What is expected: Copy every line of the listing exactly.

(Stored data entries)
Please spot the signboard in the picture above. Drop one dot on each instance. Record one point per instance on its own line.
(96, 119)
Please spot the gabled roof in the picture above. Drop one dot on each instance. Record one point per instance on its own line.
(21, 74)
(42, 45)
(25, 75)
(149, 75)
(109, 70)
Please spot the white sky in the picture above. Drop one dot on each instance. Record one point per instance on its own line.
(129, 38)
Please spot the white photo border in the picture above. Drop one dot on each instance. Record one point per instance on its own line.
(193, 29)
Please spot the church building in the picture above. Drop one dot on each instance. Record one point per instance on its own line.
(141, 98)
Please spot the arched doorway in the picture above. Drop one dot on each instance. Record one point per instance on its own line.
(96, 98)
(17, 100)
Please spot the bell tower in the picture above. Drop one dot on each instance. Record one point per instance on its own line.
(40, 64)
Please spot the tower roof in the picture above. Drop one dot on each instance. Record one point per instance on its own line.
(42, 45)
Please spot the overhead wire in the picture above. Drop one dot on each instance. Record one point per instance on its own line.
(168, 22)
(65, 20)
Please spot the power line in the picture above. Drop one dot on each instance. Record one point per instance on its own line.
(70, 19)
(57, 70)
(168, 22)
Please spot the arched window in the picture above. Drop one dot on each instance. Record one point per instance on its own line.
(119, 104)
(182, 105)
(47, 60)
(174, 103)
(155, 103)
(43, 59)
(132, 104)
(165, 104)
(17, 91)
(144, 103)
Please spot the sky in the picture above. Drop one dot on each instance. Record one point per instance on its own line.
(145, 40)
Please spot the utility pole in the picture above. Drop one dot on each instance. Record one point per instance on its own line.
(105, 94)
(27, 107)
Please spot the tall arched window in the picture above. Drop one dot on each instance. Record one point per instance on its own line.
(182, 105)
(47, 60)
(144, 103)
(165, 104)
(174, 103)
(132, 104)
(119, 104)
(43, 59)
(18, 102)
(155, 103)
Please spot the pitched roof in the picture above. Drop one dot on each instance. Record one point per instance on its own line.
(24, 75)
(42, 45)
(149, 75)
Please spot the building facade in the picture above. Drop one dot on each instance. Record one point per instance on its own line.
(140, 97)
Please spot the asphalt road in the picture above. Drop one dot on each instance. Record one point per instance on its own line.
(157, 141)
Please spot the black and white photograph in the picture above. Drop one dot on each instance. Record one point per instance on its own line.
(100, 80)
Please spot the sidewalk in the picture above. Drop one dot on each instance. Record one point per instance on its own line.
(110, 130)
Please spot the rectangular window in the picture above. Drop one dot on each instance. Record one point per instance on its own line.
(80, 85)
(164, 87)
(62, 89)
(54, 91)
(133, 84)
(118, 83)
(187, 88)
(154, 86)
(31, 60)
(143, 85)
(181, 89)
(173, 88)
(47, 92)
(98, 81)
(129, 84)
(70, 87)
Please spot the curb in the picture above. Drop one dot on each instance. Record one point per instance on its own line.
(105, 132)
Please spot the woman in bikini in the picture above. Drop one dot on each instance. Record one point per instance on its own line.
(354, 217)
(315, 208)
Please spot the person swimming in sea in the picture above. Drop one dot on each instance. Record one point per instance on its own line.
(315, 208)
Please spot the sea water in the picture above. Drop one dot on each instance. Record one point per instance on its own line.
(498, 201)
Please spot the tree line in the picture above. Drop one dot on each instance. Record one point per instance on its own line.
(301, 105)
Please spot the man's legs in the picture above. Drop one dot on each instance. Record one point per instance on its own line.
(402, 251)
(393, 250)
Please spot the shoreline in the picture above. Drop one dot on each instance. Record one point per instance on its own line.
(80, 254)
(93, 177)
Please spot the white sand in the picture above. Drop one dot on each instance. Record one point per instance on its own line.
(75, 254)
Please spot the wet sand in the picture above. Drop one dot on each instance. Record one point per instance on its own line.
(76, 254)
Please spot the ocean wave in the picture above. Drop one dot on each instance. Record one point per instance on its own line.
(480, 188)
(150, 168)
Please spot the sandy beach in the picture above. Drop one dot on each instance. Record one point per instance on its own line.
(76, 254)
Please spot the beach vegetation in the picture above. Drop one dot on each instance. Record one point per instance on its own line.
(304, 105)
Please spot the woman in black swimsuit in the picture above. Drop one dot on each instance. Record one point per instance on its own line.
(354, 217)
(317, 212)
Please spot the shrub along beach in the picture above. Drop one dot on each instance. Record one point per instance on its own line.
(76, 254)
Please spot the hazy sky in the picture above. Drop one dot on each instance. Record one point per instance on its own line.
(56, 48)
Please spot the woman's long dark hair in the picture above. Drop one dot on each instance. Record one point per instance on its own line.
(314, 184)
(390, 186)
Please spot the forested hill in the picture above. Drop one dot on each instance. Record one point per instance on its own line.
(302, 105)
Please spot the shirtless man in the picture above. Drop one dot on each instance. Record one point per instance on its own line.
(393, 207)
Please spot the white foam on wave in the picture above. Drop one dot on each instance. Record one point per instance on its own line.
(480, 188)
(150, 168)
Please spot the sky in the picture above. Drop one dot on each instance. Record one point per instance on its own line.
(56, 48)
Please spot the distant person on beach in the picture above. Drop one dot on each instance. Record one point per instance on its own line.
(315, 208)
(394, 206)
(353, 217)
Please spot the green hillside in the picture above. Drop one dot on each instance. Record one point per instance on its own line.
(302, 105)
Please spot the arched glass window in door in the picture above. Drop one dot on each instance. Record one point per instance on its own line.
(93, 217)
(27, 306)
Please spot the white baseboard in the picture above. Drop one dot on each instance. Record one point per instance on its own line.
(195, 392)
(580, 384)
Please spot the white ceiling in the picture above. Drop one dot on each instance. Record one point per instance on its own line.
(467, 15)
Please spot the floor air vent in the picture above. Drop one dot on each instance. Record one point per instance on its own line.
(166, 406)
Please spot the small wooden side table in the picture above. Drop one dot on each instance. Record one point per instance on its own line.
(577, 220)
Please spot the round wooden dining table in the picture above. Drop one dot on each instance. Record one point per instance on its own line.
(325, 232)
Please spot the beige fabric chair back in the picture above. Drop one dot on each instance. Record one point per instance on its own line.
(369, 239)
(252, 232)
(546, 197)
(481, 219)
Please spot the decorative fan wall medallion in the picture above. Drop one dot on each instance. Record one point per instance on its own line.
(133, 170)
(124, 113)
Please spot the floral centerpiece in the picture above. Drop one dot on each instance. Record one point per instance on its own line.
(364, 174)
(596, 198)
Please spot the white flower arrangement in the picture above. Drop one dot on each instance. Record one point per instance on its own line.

Output of the exercise:
Please spot the signboard in the picture above. Drop one dot on each instance. Record one point per instance on its own line.
(96, 119)
Please spot the gabled roof in the picture above. Drop one dot on each instance. Record one point per instance on its own line.
(21, 74)
(42, 45)
(25, 75)
(149, 75)
(109, 70)
Please spot the white sky in the picture above. Drop one dot on each instance. Record one point per instance on its own line.
(129, 38)
Please spot the white photo border in the picture above. Drop one dot on each instance. Record one point per instance on its own line.
(193, 29)
Please spot the church building in the picture above. Drop one dot on each instance. Record one point per instance on its own line.
(141, 98)
Please spot the arched doorway in the picture above. Drop one dot on each instance. Record one point per instance on its own line.
(96, 98)
(17, 100)
Please spot the bell tower in the picture above. Drop one dot on each instance. Record one point per instance on its own line.
(40, 64)
Please spot the tower roof in the picture above. Drop one dot on each instance. Record one point per instance on its own line.
(42, 45)
Please spot the overhead wire in the picture above. Drop one dot on each instance. Record one point per instance on its own line.
(168, 22)
(65, 20)
Please spot the power line in the picture above. Drop one dot on each instance. Record one point per instance on its own line.
(70, 19)
(57, 70)
(168, 22)
Please spot the arched window in the picture above. Drop one dot on each instance. Record one point per instance on its own line.
(119, 104)
(182, 105)
(47, 60)
(174, 103)
(155, 103)
(43, 59)
(132, 104)
(165, 104)
(17, 91)
(144, 103)
Please spot the sky in the picture above. Drop one dot on each instance. Record one point per instance on its own line.
(145, 40)
Please spot the utility pole in the picture above. Drop one dot on each instance. Record one point per instance on its own line.
(105, 94)
(27, 107)
Please spot the tall arched window in the picture above. Drop one dot on each instance. Record one point per instance on its own line.
(182, 105)
(47, 60)
(144, 103)
(165, 104)
(174, 103)
(132, 104)
(119, 104)
(43, 59)
(18, 102)
(155, 103)
Please spot the pitched roof in the picture above. Drop one dot on each instance. Record one point per instance on its own line.
(24, 75)
(42, 45)
(149, 75)
Please spot the building facade in the picture above. Drop one dot on each instance. Record one point per instance on its own line.
(140, 97)
Please spot the asphalt road in the picture above. Drop one dot on each instance. Record one point per instance on its own line.
(157, 141)
Please spot the black and white photograph in the picture above. Drop one dot on each instance. Record one point per instance on its own line.
(100, 80)
Please spot the sidewalk in the picture above. Drop one dot on each instance. Record one point per instance on its own line.
(110, 130)
Please spot the rectangular window in the picture above. Drop one dot on each instance. Record one point per instance on its own line.
(80, 85)
(164, 87)
(62, 89)
(54, 91)
(133, 84)
(118, 83)
(187, 88)
(154, 86)
(31, 60)
(143, 85)
(181, 89)
(173, 88)
(47, 92)
(98, 81)
(129, 84)
(70, 87)
Please spot the curb in the picture above. Drop one dot on each instance. Record one point per instance on its own line.
(105, 132)
Please spot the woman in bikini in the picture above. Drop one dot on each instance. Record one point per instance on its own line.
(354, 217)
(315, 208)
Please spot the person swimming in sea in the picture above. Drop one dot on each instance. Record one point per instance on its own line.
(315, 208)
Please spot the sea water in the picture above. Drop one dot on each instance. Record one point per instance on its own line.
(498, 201)
Please spot the tree line in the picture above. Drop one dot on each instance. Record one point per instance on its own line.
(301, 105)
Please spot the man's legs in the picture above. Drop one dot on each instance. Record one point per instance on its own line.
(402, 251)
(393, 250)
Please spot the shoreline in the picture above. Drop one dot on each instance. Record one point per instance on its own line.
(80, 254)
(93, 177)
Please spot the white sand in the picture above. Drop one dot on each instance. Record one point per instance on its own line.
(75, 254)
Please spot the wet sand in the picture above. Drop one dot on each instance. Record one point per instance on its own line.
(76, 254)
Please spot the ocean wave in the picture above. Drop one dot on each instance. Record one point per instance on its own line.
(480, 188)
(150, 168)
Please spot the sandy beach in the picture above. Drop one dot on each instance. Record one point per instance on its own line.
(76, 254)
Please spot the beach vegetation in the picture above. Drop one dot on each instance. Record one point per instance on its own line.
(304, 105)
Please spot the woman in black swimsuit in the picture above. Drop one dot on each instance. Record one point per instance on its own line.
(354, 217)
(317, 212)
Please spot the shrub along beach in the picture above. Drop one dot on each instance. Record one point per instance on its own line.
(76, 254)
Please spot the hazy sky in the picture above. Drop one dot on each instance. Record one point per instance on its own line.
(56, 48)
Please spot the woman's long dark hair in the picture above. Drop one dot on each instance. Record one point per instance on its own line.
(314, 184)
(390, 186)
Please spot the forested hill in the picture above. Drop one dot on each instance. Record one point per instance on its own line.
(302, 105)
Please spot the shirtless man in the picture above. Drop one dot on each instance. Record one point per instance on its own line.
(393, 207)
Please spot the white foam on wave in the picture above. Drop one dot on each instance. Record one point per instance on its own line.
(480, 188)
(150, 168)
Please spot the sky in the picture above. Drop one dot on each instance. Record one point per instance on its own line.
(56, 48)
Please spot the distant person on beach in the picture above. Drop one dot on each instance. Record one point per instance on its own line.
(315, 208)
(394, 206)
(353, 217)
Please spot the green hillside in the picture above. Drop one dot on each instance. Record one point per instance on its own line.
(302, 105)
Please spot the arched glass window in door in the picture above. Drop one dot on each instance. Record one point per instance on its own line.
(93, 217)
(27, 306)
Please spot the white baseboard in the picture above. Drop one dot on each instance. Record one point per instance on its own line.
(195, 392)
(580, 384)
Please spot the white ceiling in the picture above. Drop one dot on each instance. Record one point per instance on its own line.
(467, 15)
Please spot the floor air vent in the picture above. Drop one dot on each instance. Record one point per instance on its own line.
(166, 406)
Please spot the small wooden side table in the picture above. Drop one dot on each instance. Record one point per instance on its own line.
(577, 220)
Please spot the round wooden dining table in the picture above. Drop one dot on each instance. Record one point per instance on its own line.
(325, 232)
Please spot the beige fabric chair back in the picture above. Drop one dot on each instance. Record one point per instance on its own line.
(369, 239)
(252, 232)
(546, 197)
(481, 219)
Please spot the decorative fan wall medallion in the picture above. Drop one dot on each instance. Record one point per instance on its own line.
(133, 170)
(124, 113)
Please spot the floral centerpiece in the picture above. Drop one dot on each instance. Record one point per instance on its own line.
(364, 174)
(596, 198)
Please spot the white flower arrangement in the picture above. Drop one dot on each instance. Record one point per instance on its own line.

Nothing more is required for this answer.